──────── VORLIEGENDER TEXT ────────
BDI-Chef Dieter Kempf lehnt zwar ein Klimagesetz und scharfe Ziele für
einzelne Branchen ab, aber: „Klimaschutz eröffnet vielen unserer
Unternehmen langfristig Chancen auf dem Weltmarkt. Richtig gemacht,
unterstützt er die Modernisierung einer Volkswirtschaft.“
Auch andere Entwicklungen machen das schier Unmögliche denkbar: Grüner
Strom wird billiger als schwarzer. So kostet Strom aus Wind- oder
Solarkraftwerken inzwischen weltweit im Schnitt zwischen 4 und 10
Dollarcents pro Kilowattstunde – bei fossilen Energien liegt der Preis bei
5 bis 17 Cents. Das hat die Weltagentur für erneuerbare Energien IRENA
letzte Woche verkündet – verbunden mit der guten Nachricht, bis 2020 würden
alle Arten von Ökostrom wettbewerbsfähig sein.
────────
**AUFGABEN:**
[1] Stimmen die folgenden Aussagen mit dem Text zu Klimaschutz und Ökostrom überein? Antworten Sie jeweils mit Ja oder Nein und zitieren Sie die entscheidenden Worte: (a) Dieter Kempf befürwortet ein Klimagesetz. (b) Strom aus fossilen Energien kostet 5 bis 17 Cents pro Kilowattstunde. (c) IRENA erwartet, dass bis 2020 alle Arten von Ökostrom wettbewerbsfähig sind.
[2] Wie lässt sich der Absatz des Textes zu Klimaschutz und Ökostrom, der mit „Auch andere Entwicklungen“ beginnt, als kurze Liste seiner wichtigsten Fakten darstellen?
[3] Setzen Sie den Text zu Klimaschutz und Ökostrom nach seinem letzten Satz fort.
──────── EINTRÄGE ────────
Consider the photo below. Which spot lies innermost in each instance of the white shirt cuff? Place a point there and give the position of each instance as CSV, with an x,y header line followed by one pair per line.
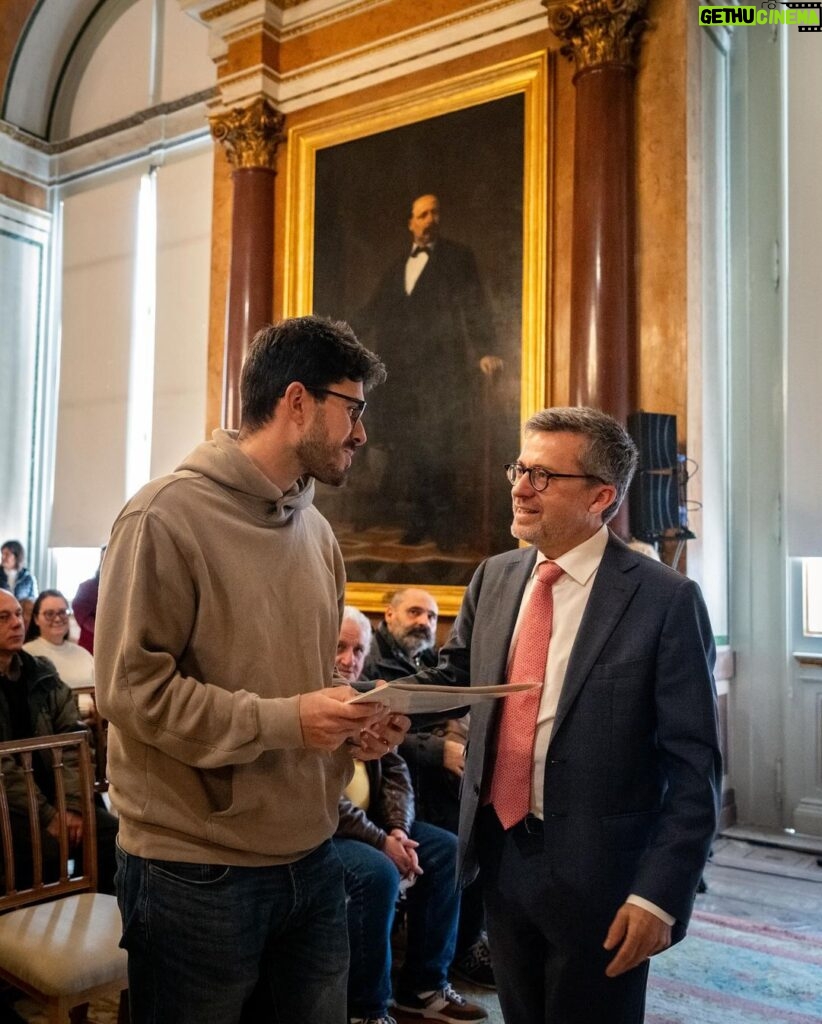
x,y
646,904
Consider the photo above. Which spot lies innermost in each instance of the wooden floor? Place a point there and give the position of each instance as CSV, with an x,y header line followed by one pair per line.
x,y
755,882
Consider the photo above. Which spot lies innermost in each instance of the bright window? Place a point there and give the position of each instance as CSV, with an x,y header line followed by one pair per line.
x,y
812,597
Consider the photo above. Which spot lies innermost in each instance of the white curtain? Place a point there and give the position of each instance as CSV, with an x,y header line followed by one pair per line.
x,y
183,257
99,235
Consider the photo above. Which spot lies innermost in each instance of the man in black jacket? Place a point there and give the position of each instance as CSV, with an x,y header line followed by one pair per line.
x,y
35,701
385,852
403,643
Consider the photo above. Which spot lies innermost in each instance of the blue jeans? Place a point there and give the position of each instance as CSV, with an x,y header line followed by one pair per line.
x,y
372,882
200,937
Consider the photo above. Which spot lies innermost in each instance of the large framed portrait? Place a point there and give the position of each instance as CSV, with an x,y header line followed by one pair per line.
x,y
423,222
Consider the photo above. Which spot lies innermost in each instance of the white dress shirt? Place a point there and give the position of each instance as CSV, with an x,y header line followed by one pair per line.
x,y
571,592
414,267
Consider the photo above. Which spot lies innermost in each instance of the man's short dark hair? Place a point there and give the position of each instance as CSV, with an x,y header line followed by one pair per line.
x,y
314,351
610,454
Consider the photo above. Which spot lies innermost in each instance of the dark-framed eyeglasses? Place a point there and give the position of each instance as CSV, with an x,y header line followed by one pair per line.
x,y
539,477
356,407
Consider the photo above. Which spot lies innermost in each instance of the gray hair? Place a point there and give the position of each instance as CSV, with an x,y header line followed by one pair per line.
x,y
610,454
349,611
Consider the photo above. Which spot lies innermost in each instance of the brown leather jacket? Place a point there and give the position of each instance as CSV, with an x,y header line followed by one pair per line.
x,y
390,805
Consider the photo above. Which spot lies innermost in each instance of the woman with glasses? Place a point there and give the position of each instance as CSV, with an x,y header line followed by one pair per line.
x,y
47,636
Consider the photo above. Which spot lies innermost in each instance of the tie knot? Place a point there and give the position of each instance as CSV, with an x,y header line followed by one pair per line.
x,y
548,572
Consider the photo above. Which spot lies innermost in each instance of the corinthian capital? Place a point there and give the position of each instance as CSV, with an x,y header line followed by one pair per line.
x,y
250,134
598,32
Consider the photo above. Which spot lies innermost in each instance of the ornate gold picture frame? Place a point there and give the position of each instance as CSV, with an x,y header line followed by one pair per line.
x,y
427,500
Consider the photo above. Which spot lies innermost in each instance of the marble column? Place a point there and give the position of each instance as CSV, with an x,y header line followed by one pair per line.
x,y
602,38
250,136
────────
**ANTWORTEN:**
[1]
(a) Nein: „lehnt zwar ein Klimagesetz und scharfe Ziele für einzelne Branchen ab“
(b) Ja: „bei fossilen Energien liegt der Preis bei 5 bis 17 Cents“
(c) Ja: „bis 2020 würden alle Arten von Ökostrom wettbewerbsfähig sein“

[2]
- Grüner Strom wird billiger als schwarzer.
- Strom aus Wind- oder Solarkraftwerken kostet weltweit im Schnitt 4 bis 10 Dollarcents pro Kilowattstunde.
- Bei fossilen Energien liegt der Preis bei 5 bis 17 Cents.
- Diese Zahlen hat die Weltagentur für erneuerbare Energien IRENA letzte Woche verkündet.
- Laut IRENA sollen bis 2020 alle Arten von Ökostrom wettbewerbsfähig sein.

[3]
## Kleiner Aufschub
Die UN-Umweltorganisation Unep wird nicht müde zu betonen, viele der
Maßnahmen „können zu moderaten Kosten oder sogar ohne Kosten umgesetzt
werden“. Und das New Climate Institute hat seiner Aufgabenliste von 2016
gerade einen kleinen Mutmacher folgen lassen: Der Ausbau von Solar- und
Windenergie sei weltweit auf Kurs, um das 1,5-Grad-Ziel zu erreichen, die
Kohle sei unter Druck in China und Indien; E-Mobile setzten sich in
Ländern wie Norwegen durch, in der EU gälten bereits die Gebäudestandards
der Zukunft, Brasilien habe seine Regenwald-Zerstörung um 80 Prozent
reduziert. Das Überangebot bei Stahl führe dazu, dass alte Werke
stillgelegt würden.
Vielleicht gibt es sogar Hilfe von oben. Forscher an der Universität Exeter
haben berechnet, das Klima reagiere eventuell ein bisschen weniger heftig
als bislang befürchtet. Die „Klima-Sensitivität“, die Erwärmung bei der
Verdopplung des CO2-Anteils in der Luft, liege im schlimmsten Fall nicht
bei 4,5, sondern „nur“ bei 3,4 Grad.
Das könnte einen kleinen Aufschub bringen. Aber es würde nichts am letzten
Ausweg zur Rettung des Weltklimas ändern: Dem möglichst schnellen und
steilen Abknicken der Emissionskurven nach unten.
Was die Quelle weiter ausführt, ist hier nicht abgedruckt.